Given task »
Reproduce the rows character for character, from the start of the rows up to and including the row that contains "251), (43, 252)]]". Leave the pictures out of your copy.

Data in this exercise »
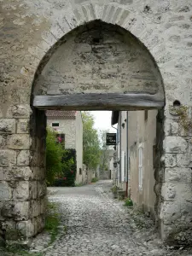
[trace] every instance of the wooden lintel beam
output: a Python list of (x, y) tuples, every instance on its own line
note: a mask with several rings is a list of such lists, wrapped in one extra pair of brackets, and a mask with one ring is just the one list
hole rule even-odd
[(33, 106), (41, 109), (132, 110), (162, 108), (164, 100), (155, 95), (89, 93), (62, 96), (35, 96)]

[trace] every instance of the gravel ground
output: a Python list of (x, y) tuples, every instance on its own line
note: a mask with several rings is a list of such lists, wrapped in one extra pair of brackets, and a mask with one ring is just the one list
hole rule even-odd
[[(58, 202), (61, 234), (45, 256), (192, 256), (192, 251), (163, 246), (153, 222), (112, 198), (111, 181), (76, 188), (56, 188), (49, 201)], [(67, 233), (61, 231), (67, 227)], [(39, 235), (32, 251), (43, 252)]]

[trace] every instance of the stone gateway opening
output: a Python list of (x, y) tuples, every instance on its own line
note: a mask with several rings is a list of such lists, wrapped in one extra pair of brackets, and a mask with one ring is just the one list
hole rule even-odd
[[(41, 185), (46, 169), (45, 110), (156, 109), (152, 113), (156, 122), (157, 112), (160, 113), (165, 105), (165, 95), (160, 73), (146, 47), (119, 26), (95, 20), (64, 36), (44, 57), (36, 73), (31, 101), (33, 111), (30, 122), (30, 168), (37, 175), (35, 179), (39, 180), (40, 194), (29, 204), (38, 211), (43, 208), (45, 195), (45, 187)], [(160, 191), (155, 191), (156, 212), (152, 213), (156, 221), (160, 196), (162, 117), (158, 124), (160, 128), (157, 134), (155, 188), (158, 184)], [(32, 236), (40, 232), (44, 208), (34, 214), (32, 212), (28, 221), (35, 227)]]
[(44, 227), (46, 110), (112, 110), (122, 129), (119, 112), (143, 111), (146, 131), (157, 118), (154, 218), (163, 240), (189, 244), (191, 3), (1, 2), (0, 235)]

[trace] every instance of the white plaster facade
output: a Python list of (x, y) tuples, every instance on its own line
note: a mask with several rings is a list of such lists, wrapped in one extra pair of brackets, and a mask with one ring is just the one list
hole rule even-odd
[[(48, 113), (52, 112), (49, 111)], [(55, 113), (55, 116), (54, 113)], [(53, 111), (51, 114), (47, 113), (47, 125), (58, 133), (65, 135), (65, 148), (76, 150), (76, 183), (83, 183), (83, 122), (81, 113), (80, 111), (62, 111), (63, 114), (60, 117), (57, 113), (58, 111)], [(53, 126), (53, 124), (58, 124), (59, 126)]]
[[(49, 99), (54, 98), (55, 102), (57, 96), (62, 96), (60, 102), (64, 99), (65, 104), (52, 104), (51, 108), (60, 109), (62, 105), (69, 110), (70, 108), (74, 109), (74, 102), (77, 107), (82, 107), (82, 99), (86, 98), (86, 94), (97, 91), (102, 99), (98, 94), (96, 97), (90, 96), (84, 110), (108, 109), (109, 107), (118, 110), (118, 107), (125, 109), (125, 104), (131, 108), (135, 102), (131, 101), (132, 94), (141, 100), (143, 93), (146, 92), (145, 100), (138, 101), (134, 107), (148, 109), (153, 102), (153, 107), (156, 104), (162, 108), (162, 102), (165, 103), (165, 119), (161, 124), (164, 148), (156, 177), (156, 189), (161, 196), (157, 211), (161, 237), (166, 241), (191, 243), (191, 0), (2, 0), (0, 4), (0, 62), (3, 63), (0, 79), (0, 191), (3, 191), (0, 194), (0, 222), (4, 224), (5, 239), (27, 240), (44, 226), (46, 125), (44, 112), (39, 110), (44, 108), (36, 108), (33, 97), (49, 95), (48, 104)], [(81, 51), (84, 45), (76, 40), (79, 44), (73, 53), (70, 47), (76, 45), (72, 40), (75, 34), (82, 35), (89, 26), (90, 29), (97, 26), (98, 32), (101, 23), (111, 30), (108, 38), (113, 39), (113, 44), (118, 39), (120, 50), (125, 50), (126, 54), (123, 52), (121, 55), (129, 56), (127, 60), (134, 61), (135, 65), (121, 60), (121, 70), (119, 71), (117, 65), (120, 61), (120, 54), (117, 56), (114, 47), (111, 45), (110, 48), (110, 40), (104, 41), (103, 54), (103, 45), (99, 45), (97, 37), (91, 34), (90, 41), (99, 47), (93, 52), (88, 47), (88, 53), (85, 49), (85, 55), (81, 55), (79, 50)], [(120, 33), (120, 38), (116, 34), (113, 37), (114, 32)], [(126, 44), (128, 38), (132, 38), (130, 48)], [(67, 49), (64, 49), (65, 44)], [(63, 52), (61, 52), (61, 47)], [(132, 55), (135, 53), (136, 58)], [(142, 58), (140, 62), (138, 59), (143, 54), (144, 59)], [(74, 61), (70, 56), (74, 57)], [(79, 65), (79, 59), (85, 62), (89, 61), (89, 65)], [(110, 67), (110, 60), (115, 61), (115, 67)], [(74, 71), (75, 61), (82, 71), (79, 80), (79, 76), (75, 76), (79, 73)], [(144, 75), (146, 69), (143, 69), (148, 68), (146, 61), (151, 67), (147, 70), (148, 78)], [(67, 70), (61, 66), (63, 63)], [(83, 66), (84, 69), (82, 70)], [(131, 67), (135, 69), (128, 68)], [(95, 67), (96, 72), (91, 73)], [(49, 71), (52, 72), (54, 79), (49, 84), (49, 80), (44, 81), (46, 75), (51, 77)], [(63, 71), (67, 72), (66, 78)], [(113, 77), (117, 73), (118, 75)], [(142, 79), (138, 83), (139, 73), (142, 73)], [(91, 79), (89, 77), (85, 83), (86, 75), (91, 73), (96, 73), (96, 81), (94, 77)], [(90, 80), (93, 88), (89, 90)], [(119, 86), (121, 82), (123, 88)], [(84, 84), (88, 85), (86, 88)], [(112, 88), (110, 84), (113, 84)], [(124, 101), (123, 104), (122, 101), (113, 100), (111, 102), (110, 90), (116, 92), (120, 99), (127, 97), (131, 102)], [(74, 95), (79, 101), (72, 101), (69, 104), (69, 95)], [(113, 99), (116, 96), (113, 96)], [(173, 107), (174, 102), (177, 106)], [(50, 105), (46, 106), (50, 108)], [(18, 197), (15, 188), (21, 188), (24, 183), (26, 189), (22, 189)], [(12, 209), (11, 212), (9, 209)]]

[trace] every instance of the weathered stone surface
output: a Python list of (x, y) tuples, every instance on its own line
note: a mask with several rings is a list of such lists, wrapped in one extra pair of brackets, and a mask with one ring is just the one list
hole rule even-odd
[(27, 220), (30, 218), (29, 215), (29, 201), (17, 201), (15, 203), (13, 213), (15, 220)]
[(20, 221), (16, 224), (16, 229), (24, 237), (32, 237), (34, 236), (34, 225), (32, 220)]
[(185, 153), (188, 143), (181, 137), (166, 137), (164, 150), (166, 153)]
[(7, 182), (0, 182), (0, 198), (3, 201), (12, 199), (12, 189)]
[(177, 166), (176, 154), (166, 154), (163, 160), (166, 167), (174, 167)]
[(30, 145), (28, 134), (14, 134), (8, 138), (8, 148), (11, 149), (29, 149)]
[(18, 182), (16, 188), (13, 191), (13, 199), (15, 201), (26, 201), (29, 199), (29, 182)]
[(36, 199), (38, 197), (38, 182), (31, 181), (29, 183), (29, 194), (31, 199)]
[[(178, 221), (182, 217), (181, 205), (175, 201), (164, 201), (161, 205), (160, 218), (162, 223), (171, 224), (174, 221)], [(170, 227), (172, 229), (172, 227)]]
[(17, 133), (29, 132), (29, 119), (20, 119), (17, 123)]
[(32, 113), (31, 108), (28, 104), (10, 106), (8, 111), (8, 117), (11, 118), (29, 118)]
[[(165, 182), (179, 182), (191, 183), (192, 170), (191, 168), (166, 168), (165, 169)], [(178, 184), (177, 184), (178, 185)]]
[(5, 218), (15, 220), (27, 220), (29, 218), (29, 202), (28, 201), (8, 201), (3, 204), (1, 214)]
[(41, 201), (38, 200), (32, 200), (31, 201), (32, 218), (38, 217), (41, 214)]
[(0, 150), (0, 166), (11, 166), (16, 165), (16, 151)]
[[(32, 170), (29, 166), (11, 166), (11, 167), (3, 167), (2, 170), (2, 176), (5, 180), (29, 180), (33, 175)], [(1, 173), (1, 172), (0, 172)], [(1, 174), (0, 174), (1, 177)]]
[(15, 133), (16, 121), (15, 119), (0, 119), (0, 133)]
[(17, 156), (17, 166), (27, 166), (30, 162), (30, 151), (20, 150)]
[(190, 153), (177, 154), (177, 166), (192, 166), (192, 156)]

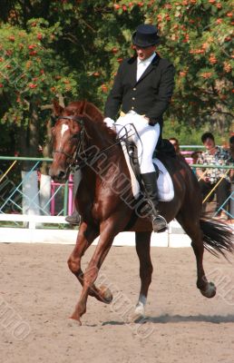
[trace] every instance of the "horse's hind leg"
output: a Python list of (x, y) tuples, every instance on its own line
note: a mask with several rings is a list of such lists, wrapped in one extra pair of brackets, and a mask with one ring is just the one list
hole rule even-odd
[(143, 318), (145, 315), (148, 289), (151, 282), (151, 232), (136, 232), (136, 251), (140, 260), (141, 290), (132, 317), (134, 320)]
[[(67, 261), (70, 270), (75, 275), (82, 286), (83, 286), (83, 272), (81, 268), (81, 260), (85, 250), (98, 235), (98, 231), (87, 226), (86, 223), (82, 223), (75, 247)], [(105, 303), (110, 303), (112, 299), (112, 293), (108, 289), (104, 287), (98, 289), (94, 284), (90, 289), (89, 295)]]
[(213, 282), (208, 282), (205, 271), (203, 269), (203, 232), (200, 225), (199, 213), (196, 213), (198, 209), (193, 206), (194, 213), (190, 210), (180, 211), (176, 219), (181, 224), (185, 232), (191, 239), (191, 247), (196, 256), (197, 260), (197, 287), (200, 290), (200, 293), (206, 298), (213, 298), (216, 294), (216, 287)]

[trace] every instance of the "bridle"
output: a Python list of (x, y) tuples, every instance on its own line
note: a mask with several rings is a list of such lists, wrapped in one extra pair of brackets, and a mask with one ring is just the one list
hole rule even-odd
[[(63, 149), (61, 150), (54, 150), (54, 153), (62, 153), (63, 155), (65, 155), (68, 159), (71, 159), (71, 162), (69, 162), (68, 165), (68, 170), (70, 170), (73, 165), (75, 165), (76, 163), (76, 160), (77, 160), (77, 155), (78, 153), (81, 152), (81, 150), (83, 150), (83, 152), (84, 152), (84, 134), (86, 132), (85, 128), (84, 128), (84, 123), (83, 121), (80, 118), (78, 118), (77, 116), (58, 116), (55, 118), (55, 122), (57, 122), (58, 120), (71, 120), (71, 121), (74, 121), (75, 123), (77, 123), (80, 126), (81, 126), (81, 131), (80, 132), (77, 134), (77, 139), (78, 139), (78, 144), (76, 146), (76, 149), (73, 152), (73, 154), (68, 153), (66, 152), (64, 152)], [(88, 134), (87, 134), (88, 136)]]

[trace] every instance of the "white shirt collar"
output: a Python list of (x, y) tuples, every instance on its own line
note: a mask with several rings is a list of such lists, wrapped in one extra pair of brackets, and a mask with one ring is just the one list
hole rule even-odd
[(144, 64), (144, 65), (150, 65), (153, 58), (155, 57), (156, 53), (153, 53), (149, 58), (144, 59), (143, 61), (141, 61), (141, 59), (137, 58), (137, 65), (139, 64)]

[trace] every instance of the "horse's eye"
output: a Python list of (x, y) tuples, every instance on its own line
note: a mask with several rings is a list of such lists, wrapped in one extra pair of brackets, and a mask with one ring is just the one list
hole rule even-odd
[(79, 133), (74, 133), (73, 136), (72, 136), (72, 140), (78, 140), (79, 139)]

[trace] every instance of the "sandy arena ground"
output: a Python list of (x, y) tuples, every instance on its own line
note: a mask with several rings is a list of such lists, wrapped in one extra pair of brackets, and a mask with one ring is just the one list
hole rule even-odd
[[(83, 258), (86, 265), (94, 247)], [(101, 279), (114, 300), (88, 301), (83, 326), (68, 319), (81, 287), (66, 260), (73, 246), (1, 244), (1, 363), (233, 363), (234, 259), (205, 253), (218, 285), (212, 299), (196, 289), (190, 248), (152, 248), (145, 324), (128, 323), (139, 294), (133, 248), (112, 248)]]

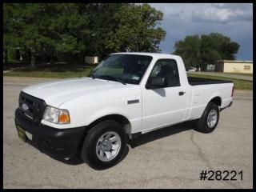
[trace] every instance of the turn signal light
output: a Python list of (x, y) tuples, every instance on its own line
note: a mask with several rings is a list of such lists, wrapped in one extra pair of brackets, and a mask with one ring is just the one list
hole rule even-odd
[(70, 123), (70, 114), (67, 111), (62, 110), (58, 116), (58, 123), (66, 124)]

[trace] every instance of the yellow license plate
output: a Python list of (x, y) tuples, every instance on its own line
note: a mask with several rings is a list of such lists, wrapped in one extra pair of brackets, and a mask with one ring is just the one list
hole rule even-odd
[(17, 126), (17, 131), (18, 131), (18, 136), (23, 141), (26, 141), (26, 134), (25, 130), (20, 127), (19, 126)]

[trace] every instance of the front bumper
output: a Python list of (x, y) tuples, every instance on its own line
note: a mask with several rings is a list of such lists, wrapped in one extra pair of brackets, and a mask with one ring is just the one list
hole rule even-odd
[(18, 108), (15, 110), (15, 126), (32, 134), (26, 141), (40, 151), (50, 156), (71, 157), (82, 142), (85, 127), (56, 129), (26, 118)]

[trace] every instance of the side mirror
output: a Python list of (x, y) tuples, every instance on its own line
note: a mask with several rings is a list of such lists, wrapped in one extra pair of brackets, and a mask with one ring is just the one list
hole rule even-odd
[(152, 78), (146, 84), (146, 89), (158, 89), (165, 86), (165, 78)]

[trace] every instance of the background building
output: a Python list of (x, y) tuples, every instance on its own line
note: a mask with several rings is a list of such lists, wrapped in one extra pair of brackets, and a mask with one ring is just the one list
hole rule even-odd
[(216, 71), (224, 73), (253, 74), (253, 62), (221, 60), (216, 64)]

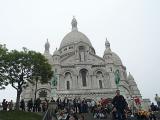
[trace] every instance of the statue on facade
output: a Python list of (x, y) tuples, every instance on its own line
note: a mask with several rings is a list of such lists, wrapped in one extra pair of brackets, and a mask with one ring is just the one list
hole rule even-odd
[(118, 87), (119, 82), (120, 82), (120, 73), (119, 73), (119, 70), (115, 71), (114, 76), (115, 76), (115, 83), (116, 83), (116, 85)]
[(52, 87), (57, 86), (57, 76), (55, 75), (55, 72), (53, 72), (53, 77), (52, 77), (52, 81), (51, 81), (51, 86), (52, 86)]
[(155, 96), (155, 101), (157, 102), (157, 105), (160, 108), (160, 97), (158, 96), (158, 94), (156, 94)]

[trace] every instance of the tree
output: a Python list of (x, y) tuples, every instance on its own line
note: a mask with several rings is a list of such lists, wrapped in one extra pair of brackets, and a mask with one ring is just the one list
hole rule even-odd
[(4, 70), (4, 56), (7, 53), (7, 48), (5, 45), (0, 44), (0, 89), (4, 89), (8, 85), (8, 82), (5, 79), (5, 70)]
[(16, 110), (19, 110), (20, 95), (27, 82), (34, 84), (35, 80), (47, 83), (52, 77), (51, 66), (41, 53), (12, 50), (4, 57), (5, 76), (7, 81), (17, 91)]

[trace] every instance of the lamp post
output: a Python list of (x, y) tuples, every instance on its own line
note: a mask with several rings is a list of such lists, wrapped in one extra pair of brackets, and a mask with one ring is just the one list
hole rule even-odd
[(134, 97), (131, 97), (131, 102), (132, 102), (132, 115), (131, 115), (131, 117), (134, 117)]
[(38, 84), (38, 79), (39, 79), (39, 76), (36, 76), (35, 77), (35, 92), (34, 92), (34, 101), (36, 100), (36, 96), (37, 96), (37, 84)]

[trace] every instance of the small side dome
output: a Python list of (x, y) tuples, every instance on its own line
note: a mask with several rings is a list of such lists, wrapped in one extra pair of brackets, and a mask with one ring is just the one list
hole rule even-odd
[(47, 42), (45, 43), (45, 52), (49, 52), (49, 48), (50, 48), (50, 44), (47, 39)]
[(131, 75), (131, 73), (129, 72), (129, 75), (127, 77), (128, 80), (134, 80), (133, 76)]
[(56, 50), (54, 51), (53, 56), (60, 56), (60, 52), (57, 50), (57, 48), (56, 48)]
[(86, 43), (92, 47), (92, 44), (91, 44), (90, 40), (88, 39), (88, 37), (85, 34), (78, 31), (77, 20), (75, 18), (72, 19), (71, 25), (72, 25), (72, 31), (69, 32), (63, 38), (59, 49), (62, 49), (63, 47), (66, 47), (69, 45), (75, 45), (79, 42)]
[(104, 56), (109, 55), (114, 64), (122, 65), (122, 61), (121, 61), (120, 57), (116, 53), (111, 51), (110, 43), (107, 39), (106, 39), (106, 42), (105, 42), (105, 47), (106, 47), (106, 49), (104, 51)]

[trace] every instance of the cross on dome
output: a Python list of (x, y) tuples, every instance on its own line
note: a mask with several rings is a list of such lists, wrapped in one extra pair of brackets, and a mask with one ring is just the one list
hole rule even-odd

Written answer »
[trace] every instance of the wooden lintel beam
output: a Python list of (x, y) tuples, every instance on its own line
note: a mask with several rings is a list of such lists, wrapped in one extra pair of brackets, and a mask with one ring is just the one list
hole rule even-odd
[(33, 106), (41, 109), (132, 110), (162, 108), (164, 100), (155, 95), (89, 93), (62, 96), (35, 96)]

[trace] every instance of the gravel ground
output: a Python list of (x, y) tuples, every instance on its own line
note: a mask with several rings is a list of such lists, wrapped in one extra pair of brackets, and a mask with one ring is just the one list
hole rule even-odd
[[(58, 202), (61, 234), (45, 256), (192, 256), (192, 251), (163, 246), (153, 222), (112, 198), (111, 181), (76, 188), (56, 188), (49, 201)], [(67, 233), (61, 231), (67, 227)], [(39, 235), (32, 251), (43, 252)]]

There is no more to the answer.